*** Opening of MATERIAL SUPPLIED ***

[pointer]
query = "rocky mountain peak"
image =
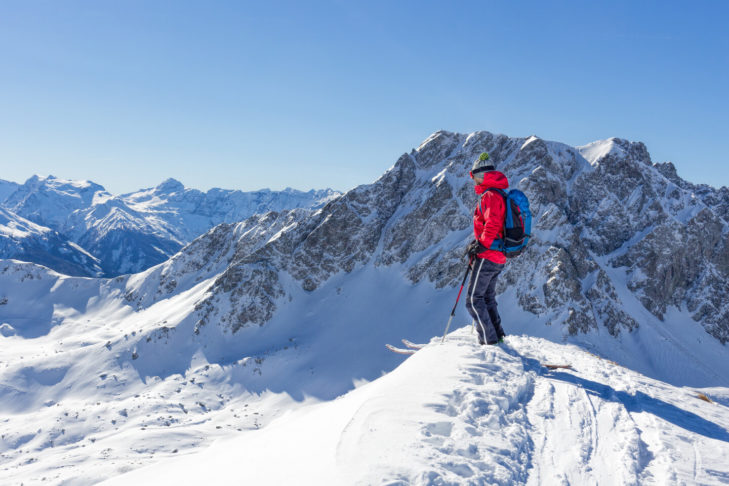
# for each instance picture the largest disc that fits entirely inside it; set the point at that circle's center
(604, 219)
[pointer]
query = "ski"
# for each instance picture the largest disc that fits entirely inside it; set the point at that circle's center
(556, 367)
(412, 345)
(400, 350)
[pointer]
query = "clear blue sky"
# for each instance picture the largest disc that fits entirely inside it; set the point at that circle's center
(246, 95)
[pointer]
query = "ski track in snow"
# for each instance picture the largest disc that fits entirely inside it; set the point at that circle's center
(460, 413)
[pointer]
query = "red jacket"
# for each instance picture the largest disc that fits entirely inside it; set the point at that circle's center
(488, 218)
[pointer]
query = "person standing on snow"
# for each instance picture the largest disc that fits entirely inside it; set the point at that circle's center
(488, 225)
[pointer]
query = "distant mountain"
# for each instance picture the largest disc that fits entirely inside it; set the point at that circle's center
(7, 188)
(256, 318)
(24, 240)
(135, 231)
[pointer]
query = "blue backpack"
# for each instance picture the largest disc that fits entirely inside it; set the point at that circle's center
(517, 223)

*** Close of MATERIAL SUPPLIED ***

WHAT TO WORK ON:
Please set down every line of the data above precisely, dropping the images.

RESPONSE FOR THIS EXERCISE:
[pointer]
query = "rocky mountain peak"
image =
# for each instance picture the largest disc that fits entirely inside it; set the point at that circle's center
(604, 219)
[pointer]
query = "ski"
# for each instance picture the largest disc that fits entirely inside it; set the point at that circle's center
(556, 367)
(412, 345)
(400, 350)
[pointer]
query = "clear blue sky"
# for each instance picture the largest disc that fits entirely inside it; set the point at that circle's center
(246, 95)
[pointer]
query = "ski track in snow"
# for each instance picture the largest disc that fits entirely inside it; set the point at that circle's center
(460, 413)
[pointer]
query = "red jacket"
# for each instance picture the largest disc that fits entirely inside it; set the point at that circle's center
(488, 218)
[pointer]
query = "person standing on snow"
# for each instance picture the largest disc that fits entirely inside it; set the point at that circle's center
(488, 225)
[pointer]
query = "distant mountain"
# for each instance picture the largest disc that fits entirely inside it; set the point at that circle's center
(7, 188)
(256, 318)
(24, 240)
(135, 231)
[pointer]
query = "blue backpack"
# for each instance picture the largest disc that fits entirely inside it; set the point at that circle's center
(517, 223)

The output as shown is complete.